### Что сделать:
Продолжите отрывок о смерти как благе, начав сразу после последней стихотворной строки из «Кресфонта».

### Предложенный отрывок:
XLVII. (112) — Так долго? Для меня это совсем не долго. Начальной частью твоей речи ты достиг того, что мне самому захотелось умереть; дальнейшей речью научил меня относиться к смерти с безразличием и спокойствием; а вся речь в целом заведомо привела к тому, что смерть я более не считаю злом.

— Так нужно ли мне еще делать концовку на ораторский лад? или уж оставим это искусство в стороне?

— Нет уж, не оставляй его: ты всегда считался украшением этого искусства, и по заслугам; да и оно, по правде сказать, служило украшением для тебя. Но какая же тут концовка? О чем бы ты ни повел в ней речь, я хочу послушать.

(113) — Как мыслят о смерти бессмертные боги, об этом рассказывают в школах, притом без всякой выдумки, а со ссылками на Геродота и других многих писателей. Рассказ этот известен. У аргосской жрицы было два сына, Клеобис и Битон. По обряду, жрицу должны были в день уставного праздничного священнослужения ввозить в храм на колеснице; но от города до храма было далеко, повозка запаздывала, и вот эти юноши, сбросив одежды и натеревшись маслом, встали сами под ярмо — так жрица и явилась в храм на колеснице, запряженной собственными сыновьями, а в храме взмолилась богине, чтобы дети ее за любовь свою к матери удостоились бы самой высокой награды, которую боги могут дать человеку. Юноши были при матери за трапезой, потом отошли ко сну, а поутру их нашли мертвыми. (114) Подобной молитвой, говорят, молились Трофоний и Агамед: воздвигнув храм Аполлону Дельфийскому, они преклоненно обратились к богу, прося за творение свое и труд немалую награду — ничего определенного не назвали, а только сказали: «Что для человека лучше всего». И через два дня Аполлон воочию показал, что будет им дарована эта награда: едва наступил третий рассвет, оба были найдены мертвыми. Так судил бог, и даже тот самый бог, которому все остальные уступили дар провидения. XLVIII. Есть такая сказка и о Силене: когда он попался в плен к Мидасу, то, говорят, за свое вызволение он вознаградил царя таким поучением: «Самое лучшее для человека — совсем не родиться, а после этого самое лучшее — скорее умереть». (115) Такова же мысль и в «Кресфонте» Еврипида:

 

Когда дитя на белый свет рождается,

Его всем домом надо бы оплакивать,

Все беды вспомнив жизни человеческой;

А кто в трудах к концу подходит смертному,

Того бы провожать с веселой радостью.

### Предоставленный материал:
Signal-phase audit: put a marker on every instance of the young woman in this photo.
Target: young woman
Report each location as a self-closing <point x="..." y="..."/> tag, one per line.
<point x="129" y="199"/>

### Письменный ответ:
 

Нечто похожее есть и в «Утешении» Крантора: он говорит, что некий Элисий из Терины, горюя о смерти сына, спросил у душегадателей, за что ему такая беда? и в ответ получил три таблички с такими строчками:

 

Умы людские — в вечных заблуждениях.

Смерть Евфиною от судьбы назначена.

Такая смерть — на благо для обоих вас.

 

(116) Вот на каких основаниях утверждается, что сами бессмертные боги судят о смерти именно так. Некий Алкидамант, ритор старинный и видный, написал даже «Похвалу смерти», состоящую из перечисления всяческих людских бедствий. Обоснований этому, которых так тщательно ищут философы, здесь немного, а пространного красноречия — много. Что же касается славных смертей за отечество, то они представляются риторам не только славными, но поистине блаженными. Начинают они от Эрехфея, дочери которого сами искали смерти ради блага сограждан; поминают Кодра, который вмешался в гущу врагов в рабском платье, чтобы в царском его не узнали, потому что был оракул: «Если царь погибнет, афиняне победят». Не забыт и Менекей, который тоже по оракулу пролил кровь за отечество; а затем — Ифигения в Авлиде, которая сама велит вести себя на жертву, «чтоб вражьей кровью оплатить свою». XLIX. Затем идут примеры более близкие: у всех на устах Гармодий с Аристогитоном, спартанец Леонид, фиванец Эпаминонд; о наших героях они не знают, да и слишком долго было бы их перечислять — столько было тех, кто показал, сколь желанна славная смерть.

(117) Если все, что я сказал, — правильно, то великое нужно красноречие и с высокого места, чтобы убедить людей или возжелать смерти или хотя бы отрешиться от страха перед ней. Ведь если смертный день не угашает душу, а лишь переселяет ее в иные места, то что может быть желаннее? Если же душа разрушается и погибает всецело, то что может быть лучше, чем уснуть на середине жизненных трудов и смежить глаза для сна, который вечен? Если так, то лучше сказал Энний, чем Солон:

 

Пусть не оплачут меня погребальные вопли и стоны —

Незачем!

 

А у древнего мудреца:

 

Смерть да не будет моя неоплаканной: я завещаю

Скорбным друзьям обо мне плакать над прахом моим.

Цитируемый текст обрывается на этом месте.